## Written instruction
Rewrite the lines of all the items below with "pointer" changed to "locator" and everything else unchanged. Leave the pictures out of your answer.

(Extracted items)

## BEGIN

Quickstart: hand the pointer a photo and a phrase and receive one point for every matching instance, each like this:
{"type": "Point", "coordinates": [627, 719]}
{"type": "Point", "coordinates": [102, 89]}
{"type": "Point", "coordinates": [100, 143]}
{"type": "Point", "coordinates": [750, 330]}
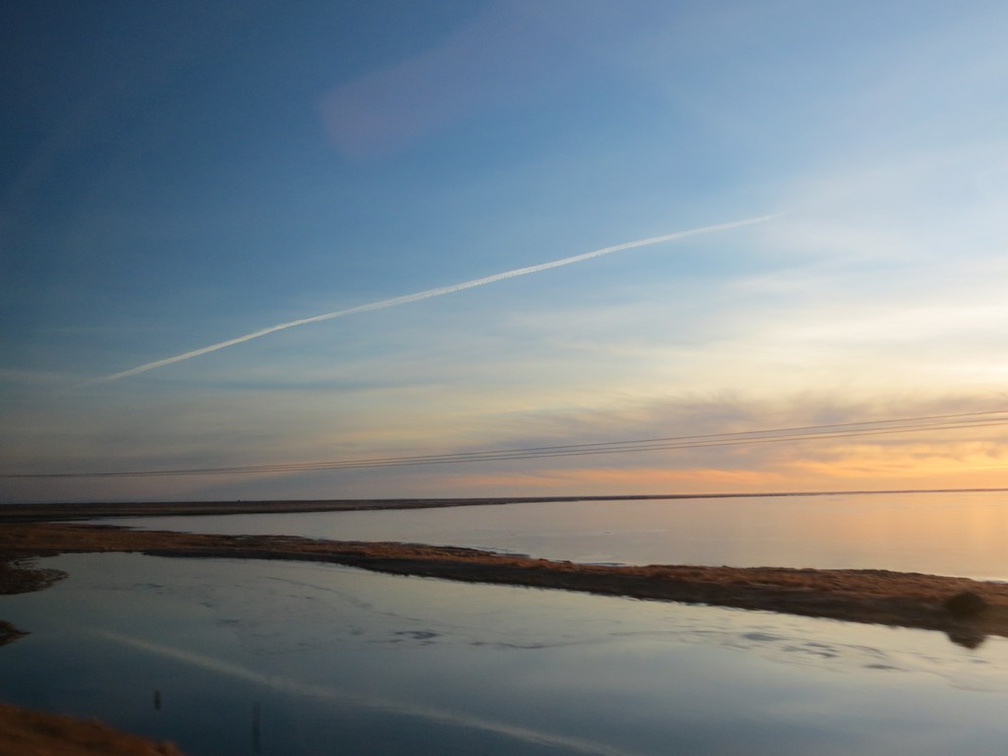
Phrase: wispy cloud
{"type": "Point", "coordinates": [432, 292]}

## END

## Exercise response
Quickstart: hand the locator a photo and a phrase and receive one point for every matching instance, each like this:
{"type": "Point", "coordinates": [627, 719]}
{"type": "Point", "coordinates": [102, 89]}
{"type": "Point", "coordinates": [100, 143]}
{"type": "Point", "coordinates": [750, 330]}
Phrase: wispy cloud
{"type": "Point", "coordinates": [432, 292]}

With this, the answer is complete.